**Document passage**:
Albert Sean Chiou, MD, a resident physician at Stanford University School of Medicine in Palo Alto, Calif., and colleagues published their case study online on March 9 in JAMA Dermatology. They described an infant with cutaneous NLE who had been conceived from an oocyte donation pregnancy.
“We describe the first case to our knowledge of cutaneous manifestations of NLE developing in an infant conceived from a healthy oocyte donor and born to a gestational mother with a history of autoimmune disease with circulating anti-Ro and anti-La antibodies,” write the authors in their discussion. “The pathogenesis of NLE is thought to involve a complex interplay between maternal factors, such as circulating autoantibodies, the in utero environment and underlying fetal genetic susceptibility. It has been difficult to assess the relative contributions of these factors because in nearly all cases, the infant is related to the affected mother.”
The patient first presented at 4 weeks old as a healthy, full-term Asian American female infant with a 10-day history of annular, erythematous scaling plaques of the forehead and bilateral preauricular and postauricular regions. A punch biopsy of a facial lesion revealed vacuolar interface changes overlying a dense lymphohistiocytic infiltrate with numerous neutrophils. At 8 weeks old, the infant’s liver function test results peaked and then trended downward until they normalized at age five months.
The results suggest that NLE can occur in the absence of autoimmunity in the maternal genetic donor and, thus, a gestational mother with a history of autoimmune disease is sufficient to trigger the pathology of NLE. The authors note that their report is consistent with another case study in the rheumatology literature that describes an infant who was born to a surrogate mother with circulating anti-Ro/SSA antibodies who developed heart block after birth. Although the infant was not diagnosed with NLE, the presence of heart block could have reflected cardiac-predominant NLE.

**Work request**: According to the case report passage, at what age did the infant's liver function test results normalize?

**Listed records**:
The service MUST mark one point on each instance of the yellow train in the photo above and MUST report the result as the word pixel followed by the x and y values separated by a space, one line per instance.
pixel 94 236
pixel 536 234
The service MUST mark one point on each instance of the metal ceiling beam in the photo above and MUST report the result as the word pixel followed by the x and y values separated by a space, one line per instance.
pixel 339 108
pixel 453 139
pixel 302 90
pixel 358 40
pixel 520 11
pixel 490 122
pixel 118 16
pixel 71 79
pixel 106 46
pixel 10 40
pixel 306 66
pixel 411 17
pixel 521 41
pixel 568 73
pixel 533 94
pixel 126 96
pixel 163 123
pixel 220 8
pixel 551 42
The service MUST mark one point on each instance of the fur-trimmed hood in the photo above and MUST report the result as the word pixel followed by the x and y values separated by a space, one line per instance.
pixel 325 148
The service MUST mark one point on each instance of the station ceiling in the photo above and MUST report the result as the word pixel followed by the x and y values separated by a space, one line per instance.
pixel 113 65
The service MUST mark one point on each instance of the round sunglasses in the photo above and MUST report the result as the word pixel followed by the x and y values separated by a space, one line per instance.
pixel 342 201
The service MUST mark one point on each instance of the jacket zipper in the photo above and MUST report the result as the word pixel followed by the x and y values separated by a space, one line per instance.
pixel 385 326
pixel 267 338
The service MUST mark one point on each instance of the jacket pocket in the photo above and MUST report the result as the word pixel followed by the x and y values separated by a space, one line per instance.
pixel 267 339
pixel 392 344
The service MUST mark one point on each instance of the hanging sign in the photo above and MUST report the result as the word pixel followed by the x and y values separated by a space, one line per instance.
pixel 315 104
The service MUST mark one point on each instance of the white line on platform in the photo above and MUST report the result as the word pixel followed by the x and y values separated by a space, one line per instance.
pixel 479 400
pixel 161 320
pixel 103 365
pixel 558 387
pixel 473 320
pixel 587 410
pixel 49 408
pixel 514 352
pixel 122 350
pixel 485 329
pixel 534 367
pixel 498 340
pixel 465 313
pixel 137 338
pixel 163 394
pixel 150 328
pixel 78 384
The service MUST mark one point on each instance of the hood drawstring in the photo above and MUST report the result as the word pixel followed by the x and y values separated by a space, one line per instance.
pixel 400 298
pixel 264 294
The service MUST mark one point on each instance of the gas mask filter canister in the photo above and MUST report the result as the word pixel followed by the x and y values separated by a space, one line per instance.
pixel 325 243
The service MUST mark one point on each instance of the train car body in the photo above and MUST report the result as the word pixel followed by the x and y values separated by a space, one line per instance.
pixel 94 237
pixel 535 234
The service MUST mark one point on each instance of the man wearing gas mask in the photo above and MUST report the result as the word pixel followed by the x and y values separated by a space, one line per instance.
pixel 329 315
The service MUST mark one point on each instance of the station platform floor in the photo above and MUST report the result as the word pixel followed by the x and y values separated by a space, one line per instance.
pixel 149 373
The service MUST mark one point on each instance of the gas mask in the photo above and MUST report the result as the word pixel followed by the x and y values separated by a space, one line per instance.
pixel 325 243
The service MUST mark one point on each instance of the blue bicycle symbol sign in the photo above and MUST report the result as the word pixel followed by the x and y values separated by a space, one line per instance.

**Answer box**: At age five months.